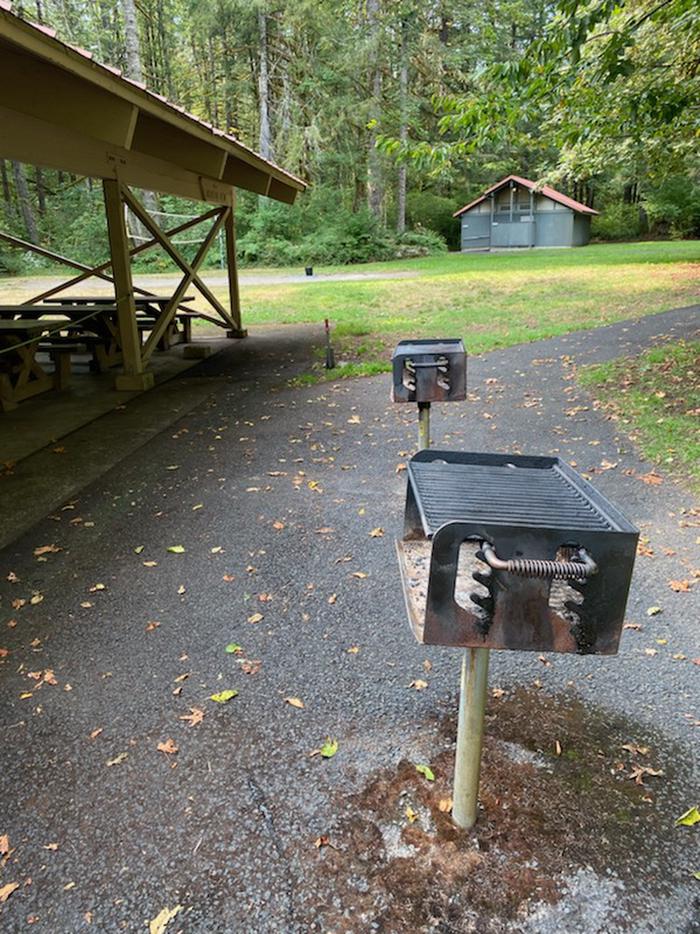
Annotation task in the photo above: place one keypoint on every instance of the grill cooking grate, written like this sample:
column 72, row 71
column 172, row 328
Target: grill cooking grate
column 537, row 497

### Work to do
Quote the listing above in full, except for the pictures.

### Output below
Annotation task in the photo above: place one keypoint on every instance of the grill cooking grate, written like this sample:
column 72, row 71
column 172, row 328
Target: grill cooking grate
column 537, row 497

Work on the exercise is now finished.